Exercise details:
Rewrite everything from the start of the records down to the line containing "POLYGON ((434 175, 434", putting "wing mirror" in place of "side mirror" and leaving all else unchanged. Leave the pictures out.

## start Supplied data

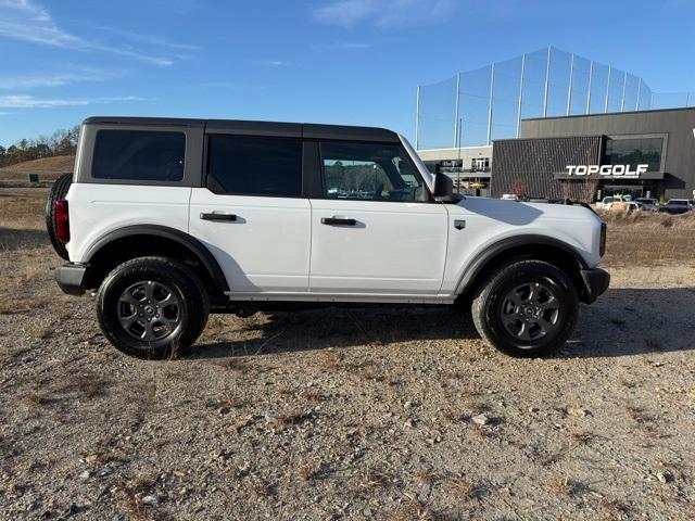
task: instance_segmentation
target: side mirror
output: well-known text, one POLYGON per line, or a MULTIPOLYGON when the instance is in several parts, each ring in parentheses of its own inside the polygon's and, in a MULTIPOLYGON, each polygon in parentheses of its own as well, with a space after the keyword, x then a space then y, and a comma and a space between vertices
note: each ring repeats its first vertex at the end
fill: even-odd
POLYGON ((434 175, 434 199, 442 202, 454 200, 454 181, 446 174, 438 171, 434 175))

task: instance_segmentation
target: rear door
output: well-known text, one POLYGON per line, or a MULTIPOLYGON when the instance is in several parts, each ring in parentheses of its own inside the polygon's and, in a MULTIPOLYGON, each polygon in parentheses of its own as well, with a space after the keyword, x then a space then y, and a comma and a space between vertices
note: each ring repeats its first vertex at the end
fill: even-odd
POLYGON ((323 196, 312 203, 312 293, 434 295, 447 212, 394 143, 319 142, 323 196))
POLYGON ((190 233, 217 258, 232 298, 308 290, 311 206, 302 140, 211 135, 206 178, 191 193, 190 233))

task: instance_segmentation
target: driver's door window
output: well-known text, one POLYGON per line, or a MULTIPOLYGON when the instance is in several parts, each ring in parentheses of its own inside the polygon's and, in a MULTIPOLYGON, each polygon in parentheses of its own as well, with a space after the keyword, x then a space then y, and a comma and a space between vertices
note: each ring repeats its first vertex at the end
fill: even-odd
POLYGON ((422 181, 397 144, 323 142, 324 196, 359 201, 425 201, 422 181))

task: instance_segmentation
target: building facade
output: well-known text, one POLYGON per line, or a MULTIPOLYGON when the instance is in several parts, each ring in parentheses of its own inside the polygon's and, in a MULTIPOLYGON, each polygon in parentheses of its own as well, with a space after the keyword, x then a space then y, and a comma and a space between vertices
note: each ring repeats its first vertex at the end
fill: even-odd
POLYGON ((695 198, 695 109, 521 122, 493 145, 491 195, 695 198))

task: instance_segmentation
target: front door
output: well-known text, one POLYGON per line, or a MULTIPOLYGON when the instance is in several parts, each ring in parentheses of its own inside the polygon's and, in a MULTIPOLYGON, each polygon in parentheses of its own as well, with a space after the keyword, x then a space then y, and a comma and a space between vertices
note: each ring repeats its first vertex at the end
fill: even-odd
POLYGON ((189 229, 219 263, 230 296, 308 291, 301 139, 210 136, 205 185, 192 189, 189 229))
POLYGON ((323 192, 312 199, 312 293, 434 295, 447 211, 429 201, 399 144, 321 142, 323 192))

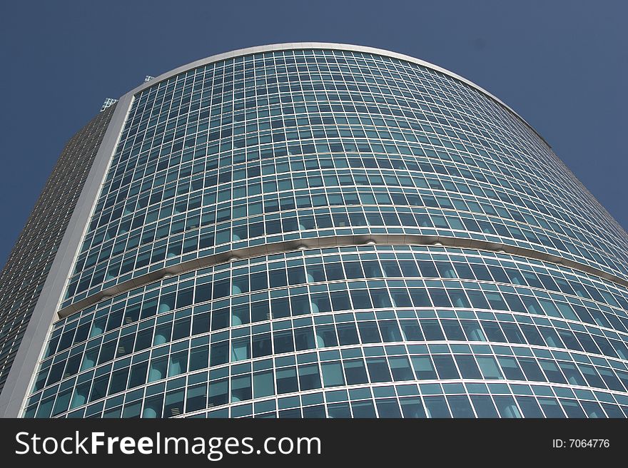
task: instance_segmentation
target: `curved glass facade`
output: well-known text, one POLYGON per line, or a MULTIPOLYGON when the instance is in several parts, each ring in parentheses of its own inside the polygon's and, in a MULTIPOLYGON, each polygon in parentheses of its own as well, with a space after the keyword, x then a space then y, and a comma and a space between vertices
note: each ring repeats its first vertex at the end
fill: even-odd
POLYGON ((628 235, 501 103, 348 46, 155 81, 25 416, 628 414, 628 235))

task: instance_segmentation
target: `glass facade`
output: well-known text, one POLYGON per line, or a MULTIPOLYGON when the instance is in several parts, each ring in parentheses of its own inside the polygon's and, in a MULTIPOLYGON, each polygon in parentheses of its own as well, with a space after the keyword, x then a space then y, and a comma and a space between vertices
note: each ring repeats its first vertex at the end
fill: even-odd
POLYGON ((0 273, 0 392, 4 388, 111 119, 115 103, 108 107, 66 145, 0 273))
POLYGON ((628 415, 628 235, 545 141, 267 49, 135 94, 24 416, 628 415))

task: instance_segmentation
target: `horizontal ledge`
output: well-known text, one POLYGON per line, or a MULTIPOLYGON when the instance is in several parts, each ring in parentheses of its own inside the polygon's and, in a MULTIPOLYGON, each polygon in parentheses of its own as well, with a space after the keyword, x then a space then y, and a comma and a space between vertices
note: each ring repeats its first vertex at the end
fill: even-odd
POLYGON ((65 318, 75 312, 81 310, 86 307, 96 304, 103 299, 113 297, 126 291, 141 286, 145 286, 151 283, 159 281, 164 277, 181 275, 196 270, 206 268, 207 267, 226 263, 234 260, 244 260, 269 255, 275 253, 282 253, 292 250, 303 249, 327 248, 330 247, 343 247, 348 245, 363 245, 369 243, 375 243, 378 245, 434 245, 440 244, 440 247, 455 247, 458 248, 470 248, 478 250, 489 250, 491 252, 500 252, 512 255, 517 255, 525 258, 533 258, 550 263, 561 265, 569 268, 577 270, 584 273, 590 273, 595 276, 608 280, 612 283, 628 288, 628 280, 619 276, 607 273, 598 268, 594 268, 587 265, 579 263, 573 260, 562 258, 542 252, 538 252, 532 249, 524 248, 502 244, 500 243, 487 242, 485 240, 476 240, 474 239, 465 239, 462 238, 442 237, 438 235, 417 235, 407 234, 364 234, 356 235, 335 235, 323 238, 314 238, 311 239, 296 239, 284 242, 263 244, 253 247, 235 249, 221 252, 201 258, 182 262, 177 265, 161 268, 151 271, 146 275, 141 275, 137 278, 123 281, 115 286, 107 288, 101 291, 93 294, 91 296, 76 301, 74 304, 61 309, 58 312, 59 318, 65 318))

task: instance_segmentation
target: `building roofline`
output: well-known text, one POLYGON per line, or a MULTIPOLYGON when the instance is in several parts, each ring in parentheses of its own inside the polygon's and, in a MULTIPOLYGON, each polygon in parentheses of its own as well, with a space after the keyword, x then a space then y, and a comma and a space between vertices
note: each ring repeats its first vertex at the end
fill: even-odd
POLYGON ((474 88, 475 89, 479 91, 480 93, 485 94, 490 98, 495 101, 496 103, 504 107, 509 112, 512 113, 514 116, 515 116, 517 118, 519 118, 523 123, 525 123, 535 135, 537 135, 543 142, 547 145, 548 147, 551 148, 550 143, 544 138, 539 132, 537 132, 535 128, 531 126, 523 117, 520 116, 517 112, 515 112, 510 106, 506 104, 505 102, 501 101, 499 98, 493 96, 487 91, 486 91, 484 88, 479 86, 475 84, 472 81, 467 80, 466 78, 463 76, 460 76, 446 68, 443 68, 437 65, 435 65, 433 63, 430 63, 430 62, 426 62, 424 60, 421 60, 420 58, 416 58, 415 57, 410 56, 409 55, 405 55, 404 54, 399 54, 397 52, 392 52, 390 51, 387 51, 383 49, 377 49, 375 47, 368 47, 366 46, 355 46, 352 44, 337 44, 332 42, 288 42, 283 44, 268 44, 265 46, 255 46, 253 47, 246 47, 245 49, 238 49, 235 51, 231 51, 229 52, 223 52, 222 54, 217 54, 216 55, 211 56, 209 57, 206 57, 205 58, 201 58, 199 60, 196 60, 193 62, 190 62, 189 63, 186 63, 185 65, 182 65, 176 68, 173 68, 169 71, 166 71, 166 73, 161 73, 161 75, 156 76, 153 79, 150 80, 149 81, 146 81, 143 83, 138 86, 136 86, 128 93, 125 94, 126 96, 128 95, 136 95, 138 93, 143 91, 144 89, 149 88, 151 86, 154 86, 157 83, 160 81, 163 81, 163 80, 166 80, 175 75, 178 75, 181 73, 183 73, 185 71, 188 71, 188 70, 191 70, 193 68, 198 68, 199 66, 203 66, 204 65, 208 65, 209 63, 213 63, 214 62, 221 61, 223 60, 228 60, 229 58, 233 58, 236 57, 241 57, 247 55, 252 55, 253 54, 260 54, 263 52, 273 52, 273 51, 287 51, 287 50, 295 50, 295 49, 320 49, 320 50, 334 50, 334 51, 348 51, 353 52, 363 52, 365 54, 373 54, 375 55, 380 55, 387 57, 391 57, 392 58, 397 58, 399 60, 403 60, 405 61, 410 62, 412 63, 416 63, 417 65, 421 65, 422 66, 427 67, 428 68, 431 68, 440 73, 442 73, 445 75, 454 78, 459 81, 462 81, 462 83, 474 88))

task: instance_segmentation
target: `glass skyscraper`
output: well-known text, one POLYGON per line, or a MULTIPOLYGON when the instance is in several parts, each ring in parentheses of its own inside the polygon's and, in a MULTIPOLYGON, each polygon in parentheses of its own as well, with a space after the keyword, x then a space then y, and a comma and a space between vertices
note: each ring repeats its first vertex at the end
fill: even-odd
POLYGON ((0 276, 5 415, 628 415, 628 235, 476 85, 267 46, 95 122, 0 276))

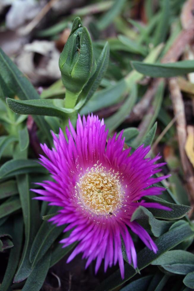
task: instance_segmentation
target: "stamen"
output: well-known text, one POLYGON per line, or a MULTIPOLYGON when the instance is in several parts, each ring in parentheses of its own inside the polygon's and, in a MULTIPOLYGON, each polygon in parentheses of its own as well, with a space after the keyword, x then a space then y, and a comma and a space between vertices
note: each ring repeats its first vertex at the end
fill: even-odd
POLYGON ((107 170, 98 162, 87 169, 75 186, 86 208, 99 215, 115 215, 113 212, 121 207, 125 194, 117 175, 114 170, 107 170))

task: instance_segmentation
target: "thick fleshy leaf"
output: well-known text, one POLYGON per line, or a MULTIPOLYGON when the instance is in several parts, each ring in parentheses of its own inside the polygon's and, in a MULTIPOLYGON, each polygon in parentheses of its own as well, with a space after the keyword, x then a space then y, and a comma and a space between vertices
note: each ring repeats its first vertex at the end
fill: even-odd
POLYGON ((168 0, 163 0, 161 13, 156 27, 155 29, 153 43, 157 45, 165 40, 168 33, 170 19, 170 5, 168 0))
MULTIPOLYGON (((58 208, 54 206, 50 207, 49 214, 56 211, 58 208)), ((57 227, 47 221, 44 221, 42 223, 34 241, 30 253, 30 260, 32 264, 32 268, 50 247, 65 226, 57 227)))
POLYGON ((194 271, 194 255, 182 250, 169 251, 152 262, 152 264, 161 265, 172 273, 186 275, 194 271))
POLYGON ((190 206, 170 203, 156 196, 152 196, 152 197, 146 196, 145 196, 144 198, 145 198, 146 202, 159 203, 162 205, 169 207, 172 209, 171 211, 166 211, 161 209, 149 208, 149 211, 152 212, 154 216, 157 218, 167 219, 178 219, 186 215, 191 209, 191 207, 190 206))
POLYGON ((0 286, 0 291, 8 290, 12 283, 20 258, 23 228, 23 220, 21 217, 16 216, 14 222, 12 234, 14 246, 11 250, 5 273, 0 286))
MULTIPOLYGON (((155 61, 161 52, 162 47, 163 45, 159 45, 155 48, 150 52, 144 61, 150 63, 155 61)), ((107 107, 116 103, 121 100, 120 97, 124 93, 128 93, 133 85, 141 80, 143 76, 141 74, 133 71, 115 85, 100 90, 99 92, 94 94, 87 104, 82 108, 80 112, 80 114, 88 114, 88 112, 95 112, 101 108, 107 107)))
POLYGON ((139 131, 136 127, 128 127, 125 128, 123 130, 123 136, 125 138, 125 142, 127 143, 130 140, 137 136, 139 133, 139 131))
POLYGON ((145 76, 155 78, 169 78, 184 75, 194 71, 194 61, 181 61, 167 64, 146 64, 132 61, 135 70, 145 76))
POLYGON ((113 2, 112 6, 106 13, 104 14, 98 21, 97 27, 99 30, 104 29, 112 22, 114 18, 120 12, 126 0, 119 0, 113 2))
POLYGON ((185 285, 192 289, 194 289, 194 272, 192 272, 187 274, 183 280, 185 285))
POLYGON ((0 184, 0 199, 7 198, 18 193, 15 180, 9 180, 0 184))
POLYGON ((57 212, 55 212, 54 213, 52 213, 51 214, 48 214, 46 215, 44 215, 42 216, 42 219, 43 220, 48 220, 52 217, 53 217, 55 215, 56 215, 58 214, 57 212))
MULTIPOLYGON (((39 99, 40 97, 35 89, 28 79, 22 74, 15 65, 9 58, 0 48, 0 71, 1 80, 6 85, 2 88, 4 96, 13 97, 17 95, 22 100, 29 99, 39 99), (7 88, 9 90, 7 91, 7 88), (11 90, 12 94, 10 94, 11 90)), ((34 117, 42 132, 46 134, 49 140, 52 142, 50 129, 44 118, 41 116, 34 117)))
POLYGON ((131 221, 134 220, 136 220, 144 228, 150 229, 157 237, 166 232, 172 223, 156 219, 150 211, 142 206, 139 206, 133 212, 131 221))
POLYGON ((74 111, 73 109, 63 108, 64 100, 62 99, 16 100, 6 98, 6 101, 9 108, 21 114, 56 116, 64 118, 67 113, 74 111))
POLYGON ((109 47, 108 42, 104 45, 98 60, 95 73, 89 79, 79 96, 80 101, 75 109, 78 110, 91 97, 98 88, 108 67, 109 60, 109 47))
POLYGON ((120 291, 129 291, 129 290, 147 291, 147 287, 152 276, 152 275, 148 275, 135 280, 122 288, 120 291))
POLYGON ((7 178, 26 173, 46 174, 47 171, 34 160, 14 159, 5 163, 0 168, 0 178, 7 178))
POLYGON ((10 249, 13 246, 12 241, 7 236, 1 238, 0 240, 0 252, 3 252, 5 249, 10 249))
POLYGON ((48 252, 34 267, 28 277, 23 291, 38 291, 41 289, 50 267, 50 252, 48 252))
POLYGON ((147 54, 147 50, 146 48, 139 45, 135 41, 121 34, 118 35, 118 38, 123 44, 129 48, 132 53, 140 53, 144 56, 147 54))
POLYGON ((25 242, 19 266, 14 278, 15 283, 25 280, 32 271, 29 260, 30 251, 41 221, 38 201, 32 200, 32 195, 29 192, 28 175, 19 175, 17 178, 24 223, 25 242))
POLYGON ((157 122, 155 122, 151 129, 143 138, 141 143, 144 144, 144 146, 151 146, 156 134, 157 129, 157 122))
POLYGON ((88 112, 97 111, 101 108, 115 104, 118 102, 126 88, 126 82, 124 79, 122 79, 115 85, 100 90, 95 93, 82 108, 80 111, 80 114, 88 114, 88 112))
POLYGON ((17 140, 17 139, 14 136, 11 135, 5 136, 0 140, 0 159, 4 150, 12 143, 17 140))
POLYGON ((136 86, 135 85, 131 89, 130 95, 117 112, 106 119, 105 123, 109 132, 116 129, 130 114, 137 99, 137 93, 136 86))
POLYGON ((19 144, 21 151, 24 151, 29 146, 29 135, 26 126, 19 131, 19 144))
MULTIPOLYGON (((146 247, 137 254, 138 269, 141 270, 145 268, 160 255, 173 248, 176 245, 194 235, 188 223, 182 225, 162 235, 155 241, 158 250, 156 254, 146 247)), ((96 291, 112 290, 132 278, 137 271, 128 264, 125 265, 125 278, 123 280, 120 270, 113 273, 96 288, 96 291)))
POLYGON ((54 247, 52 249, 50 267, 52 267, 56 264, 66 255, 68 254, 77 244, 77 243, 76 242, 65 248, 62 248, 61 244, 59 243, 59 241, 61 240, 69 237, 71 232, 71 231, 70 230, 63 234, 59 241, 57 241, 55 243, 54 247))
POLYGON ((140 129, 139 133, 135 138, 133 144, 134 147, 137 147, 140 145, 142 144, 143 143, 142 140, 144 140, 144 142, 147 143, 152 141, 153 135, 154 133, 155 126, 156 126, 155 125, 155 126, 154 125, 152 128, 152 126, 155 122, 160 112, 163 99, 164 88, 164 83, 163 81, 161 81, 150 105, 152 110, 150 110, 149 114, 146 114, 144 118, 143 124, 144 123, 145 123, 147 125, 146 126, 142 126, 141 128, 140 129), (146 137, 147 135, 148 135, 148 136, 147 138, 146 137))
POLYGON ((169 276, 156 273, 151 280, 147 291, 161 291, 169 278, 169 276))
POLYGON ((12 213, 20 208, 21 204, 18 196, 10 197, 0 205, 0 218, 12 213))

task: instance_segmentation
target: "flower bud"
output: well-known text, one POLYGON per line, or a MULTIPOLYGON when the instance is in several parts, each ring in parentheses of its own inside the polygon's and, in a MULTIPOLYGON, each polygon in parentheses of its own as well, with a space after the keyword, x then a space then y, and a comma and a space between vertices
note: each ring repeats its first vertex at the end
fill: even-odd
POLYGON ((60 56, 59 66, 66 89, 66 101, 69 103, 67 100, 69 97, 74 99, 69 105, 66 101, 66 107, 72 107, 96 69, 90 34, 86 27, 82 26, 79 17, 74 20, 70 35, 60 56))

## end Supplied data

Exercise solution:
task: instance_segmentation
target: wing mirror
output: well-known text, one POLYGON per line, or a MULTIPOLYGON when the instance is in several parts, each ring in parentheses of its own inside the polygon's and, in a MULTIPOLYGON, each polygon in parentheses of its own as well, with a space after the keyword, x then a space then y, and a comma and a space between vertices
note: each ring repeats its first vertex at the end
fill: even-odd
POLYGON ((434 175, 434 199, 442 202, 454 200, 454 181, 446 174, 438 171, 434 175))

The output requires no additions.